-- WHAT IS REQUIRED --
Show every line of the items below that contains the string "cuff", copying each line in full.

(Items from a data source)
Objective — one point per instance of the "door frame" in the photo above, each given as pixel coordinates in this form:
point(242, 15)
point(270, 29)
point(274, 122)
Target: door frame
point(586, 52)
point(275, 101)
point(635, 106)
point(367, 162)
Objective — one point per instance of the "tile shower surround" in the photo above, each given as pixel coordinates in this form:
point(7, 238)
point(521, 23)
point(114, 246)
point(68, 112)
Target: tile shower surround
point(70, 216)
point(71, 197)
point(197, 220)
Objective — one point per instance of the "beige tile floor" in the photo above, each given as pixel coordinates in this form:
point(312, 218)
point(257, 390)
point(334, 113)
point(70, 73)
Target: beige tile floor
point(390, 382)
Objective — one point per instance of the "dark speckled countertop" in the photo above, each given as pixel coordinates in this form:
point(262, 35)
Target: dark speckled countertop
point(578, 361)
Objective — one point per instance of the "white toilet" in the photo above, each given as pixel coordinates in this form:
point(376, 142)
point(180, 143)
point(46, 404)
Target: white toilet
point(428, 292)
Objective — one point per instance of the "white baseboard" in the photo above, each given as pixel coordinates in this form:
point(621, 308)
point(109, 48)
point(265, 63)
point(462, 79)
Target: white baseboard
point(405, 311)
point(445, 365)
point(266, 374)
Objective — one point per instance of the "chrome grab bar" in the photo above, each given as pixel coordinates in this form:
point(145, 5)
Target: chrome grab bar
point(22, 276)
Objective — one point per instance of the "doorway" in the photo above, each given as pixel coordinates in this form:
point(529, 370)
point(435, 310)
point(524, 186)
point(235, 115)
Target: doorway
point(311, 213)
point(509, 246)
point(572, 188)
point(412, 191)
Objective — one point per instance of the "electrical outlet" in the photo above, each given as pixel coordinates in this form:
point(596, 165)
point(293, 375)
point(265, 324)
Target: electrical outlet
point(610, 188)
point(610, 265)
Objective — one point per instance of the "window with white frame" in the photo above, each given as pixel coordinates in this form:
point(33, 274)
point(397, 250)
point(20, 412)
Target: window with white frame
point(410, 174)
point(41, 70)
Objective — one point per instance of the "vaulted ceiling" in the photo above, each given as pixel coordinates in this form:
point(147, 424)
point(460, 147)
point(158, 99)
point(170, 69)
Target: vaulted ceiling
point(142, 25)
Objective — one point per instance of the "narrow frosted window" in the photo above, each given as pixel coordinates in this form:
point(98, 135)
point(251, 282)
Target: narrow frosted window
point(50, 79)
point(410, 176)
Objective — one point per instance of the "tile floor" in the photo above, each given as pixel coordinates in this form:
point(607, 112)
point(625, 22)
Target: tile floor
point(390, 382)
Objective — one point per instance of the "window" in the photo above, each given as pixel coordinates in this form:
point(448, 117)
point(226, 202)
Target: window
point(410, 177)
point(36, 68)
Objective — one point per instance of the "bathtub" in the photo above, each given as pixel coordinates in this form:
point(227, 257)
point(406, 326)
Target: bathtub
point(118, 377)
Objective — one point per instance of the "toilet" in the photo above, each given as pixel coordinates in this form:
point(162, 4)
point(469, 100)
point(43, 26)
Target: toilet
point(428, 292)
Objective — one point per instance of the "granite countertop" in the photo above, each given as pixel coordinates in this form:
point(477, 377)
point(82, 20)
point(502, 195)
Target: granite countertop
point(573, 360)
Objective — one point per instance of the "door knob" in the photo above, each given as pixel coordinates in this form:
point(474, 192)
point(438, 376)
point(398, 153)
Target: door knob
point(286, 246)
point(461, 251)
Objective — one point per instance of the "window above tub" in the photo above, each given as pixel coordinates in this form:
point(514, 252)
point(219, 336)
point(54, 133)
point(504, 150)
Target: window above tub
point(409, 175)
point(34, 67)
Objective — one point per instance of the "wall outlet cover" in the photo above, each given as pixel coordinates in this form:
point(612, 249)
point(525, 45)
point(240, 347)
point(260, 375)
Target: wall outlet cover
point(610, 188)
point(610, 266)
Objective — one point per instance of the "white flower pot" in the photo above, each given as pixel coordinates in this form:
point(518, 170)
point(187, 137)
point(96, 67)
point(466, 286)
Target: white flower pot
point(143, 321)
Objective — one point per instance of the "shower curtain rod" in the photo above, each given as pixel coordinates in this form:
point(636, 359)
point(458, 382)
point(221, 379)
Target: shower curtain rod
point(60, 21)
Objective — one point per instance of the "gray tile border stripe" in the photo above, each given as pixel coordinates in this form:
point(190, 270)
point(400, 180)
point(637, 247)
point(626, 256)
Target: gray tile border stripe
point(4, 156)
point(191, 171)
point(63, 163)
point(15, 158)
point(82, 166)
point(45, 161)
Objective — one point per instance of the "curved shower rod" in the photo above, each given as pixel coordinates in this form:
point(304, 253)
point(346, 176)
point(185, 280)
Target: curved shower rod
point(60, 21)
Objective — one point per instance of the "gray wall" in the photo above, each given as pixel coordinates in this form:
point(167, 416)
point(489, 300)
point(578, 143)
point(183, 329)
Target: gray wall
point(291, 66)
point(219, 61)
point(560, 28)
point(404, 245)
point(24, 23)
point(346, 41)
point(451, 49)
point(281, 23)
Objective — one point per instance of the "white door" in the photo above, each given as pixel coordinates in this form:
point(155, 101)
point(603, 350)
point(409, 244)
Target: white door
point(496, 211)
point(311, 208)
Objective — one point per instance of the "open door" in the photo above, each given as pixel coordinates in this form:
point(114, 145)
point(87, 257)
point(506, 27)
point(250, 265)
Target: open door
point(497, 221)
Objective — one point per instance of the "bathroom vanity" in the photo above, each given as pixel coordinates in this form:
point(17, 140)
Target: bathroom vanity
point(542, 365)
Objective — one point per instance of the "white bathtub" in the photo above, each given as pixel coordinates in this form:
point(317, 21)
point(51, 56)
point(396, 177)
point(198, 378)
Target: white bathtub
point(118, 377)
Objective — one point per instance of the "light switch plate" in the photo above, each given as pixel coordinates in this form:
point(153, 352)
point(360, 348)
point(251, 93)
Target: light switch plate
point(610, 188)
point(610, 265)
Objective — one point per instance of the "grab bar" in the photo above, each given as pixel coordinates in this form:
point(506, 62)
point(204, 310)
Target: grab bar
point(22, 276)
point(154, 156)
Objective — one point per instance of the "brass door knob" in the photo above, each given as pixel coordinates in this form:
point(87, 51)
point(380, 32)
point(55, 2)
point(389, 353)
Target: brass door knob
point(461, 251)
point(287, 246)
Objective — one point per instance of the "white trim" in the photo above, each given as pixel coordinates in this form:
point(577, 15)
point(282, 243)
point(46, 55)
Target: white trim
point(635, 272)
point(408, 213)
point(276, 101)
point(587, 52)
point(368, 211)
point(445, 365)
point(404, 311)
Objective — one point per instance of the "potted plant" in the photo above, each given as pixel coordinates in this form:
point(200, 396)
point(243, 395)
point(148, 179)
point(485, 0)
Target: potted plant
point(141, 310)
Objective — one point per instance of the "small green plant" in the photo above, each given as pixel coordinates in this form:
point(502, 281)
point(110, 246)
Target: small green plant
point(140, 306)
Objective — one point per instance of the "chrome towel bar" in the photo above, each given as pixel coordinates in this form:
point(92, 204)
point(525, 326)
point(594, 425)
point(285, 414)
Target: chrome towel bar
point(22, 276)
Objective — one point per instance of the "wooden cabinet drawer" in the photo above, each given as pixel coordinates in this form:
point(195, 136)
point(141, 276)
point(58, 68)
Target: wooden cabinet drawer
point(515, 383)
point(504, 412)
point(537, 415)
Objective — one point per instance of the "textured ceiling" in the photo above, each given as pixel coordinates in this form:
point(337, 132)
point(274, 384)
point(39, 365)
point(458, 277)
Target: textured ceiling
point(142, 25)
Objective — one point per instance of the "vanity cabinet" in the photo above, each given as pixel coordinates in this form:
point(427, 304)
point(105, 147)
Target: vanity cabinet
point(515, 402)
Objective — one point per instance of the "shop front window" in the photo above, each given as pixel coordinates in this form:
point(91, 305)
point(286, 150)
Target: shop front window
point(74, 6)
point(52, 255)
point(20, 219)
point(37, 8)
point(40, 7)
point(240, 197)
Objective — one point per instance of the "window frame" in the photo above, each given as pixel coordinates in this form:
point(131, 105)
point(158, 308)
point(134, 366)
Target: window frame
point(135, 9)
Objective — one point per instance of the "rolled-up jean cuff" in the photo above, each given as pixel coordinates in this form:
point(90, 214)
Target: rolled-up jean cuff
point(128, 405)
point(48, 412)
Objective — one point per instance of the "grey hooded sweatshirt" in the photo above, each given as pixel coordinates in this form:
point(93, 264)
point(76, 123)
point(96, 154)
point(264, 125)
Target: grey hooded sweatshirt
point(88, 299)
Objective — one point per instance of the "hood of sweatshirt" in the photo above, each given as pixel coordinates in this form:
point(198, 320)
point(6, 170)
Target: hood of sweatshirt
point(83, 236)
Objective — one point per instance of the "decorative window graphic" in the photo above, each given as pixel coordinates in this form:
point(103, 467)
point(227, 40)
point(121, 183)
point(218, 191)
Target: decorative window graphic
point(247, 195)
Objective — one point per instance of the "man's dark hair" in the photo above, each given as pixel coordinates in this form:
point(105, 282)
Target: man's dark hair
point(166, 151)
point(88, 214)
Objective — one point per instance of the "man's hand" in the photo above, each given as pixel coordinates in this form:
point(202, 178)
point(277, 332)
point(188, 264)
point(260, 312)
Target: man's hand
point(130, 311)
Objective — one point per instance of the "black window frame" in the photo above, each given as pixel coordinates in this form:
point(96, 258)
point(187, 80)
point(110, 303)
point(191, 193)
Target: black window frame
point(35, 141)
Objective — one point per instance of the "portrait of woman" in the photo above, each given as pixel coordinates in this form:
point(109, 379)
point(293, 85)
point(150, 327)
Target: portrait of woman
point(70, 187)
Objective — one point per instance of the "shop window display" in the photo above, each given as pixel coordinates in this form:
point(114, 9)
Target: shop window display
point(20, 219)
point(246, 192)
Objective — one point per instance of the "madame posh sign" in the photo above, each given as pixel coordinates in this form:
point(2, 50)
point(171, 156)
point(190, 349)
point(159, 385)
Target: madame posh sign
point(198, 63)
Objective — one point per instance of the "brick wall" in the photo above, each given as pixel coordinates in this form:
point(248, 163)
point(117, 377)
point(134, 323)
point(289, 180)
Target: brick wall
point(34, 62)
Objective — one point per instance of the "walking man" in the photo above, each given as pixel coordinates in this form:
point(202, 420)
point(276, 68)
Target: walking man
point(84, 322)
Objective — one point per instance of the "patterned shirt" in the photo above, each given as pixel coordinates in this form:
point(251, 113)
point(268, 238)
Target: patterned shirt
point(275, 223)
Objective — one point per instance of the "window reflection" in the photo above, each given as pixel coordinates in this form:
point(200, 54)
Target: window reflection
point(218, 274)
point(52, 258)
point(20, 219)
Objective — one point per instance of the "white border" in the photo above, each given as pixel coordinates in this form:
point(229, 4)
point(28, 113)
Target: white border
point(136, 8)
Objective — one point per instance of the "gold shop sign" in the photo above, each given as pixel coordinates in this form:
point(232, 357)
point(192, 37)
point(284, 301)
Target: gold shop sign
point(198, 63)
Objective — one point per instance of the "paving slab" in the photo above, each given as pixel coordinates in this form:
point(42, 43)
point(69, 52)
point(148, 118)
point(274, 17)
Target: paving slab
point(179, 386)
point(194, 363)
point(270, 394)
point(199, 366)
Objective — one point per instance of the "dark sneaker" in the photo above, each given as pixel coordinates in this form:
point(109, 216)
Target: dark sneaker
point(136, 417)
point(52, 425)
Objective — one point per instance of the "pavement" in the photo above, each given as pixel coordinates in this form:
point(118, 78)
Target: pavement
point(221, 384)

-- RESULT --
Objective — one point per instance of the "rolled-up jean cuff" in the photo above, each given as pixel coordinates in this form:
Target: rolled-up jean cuff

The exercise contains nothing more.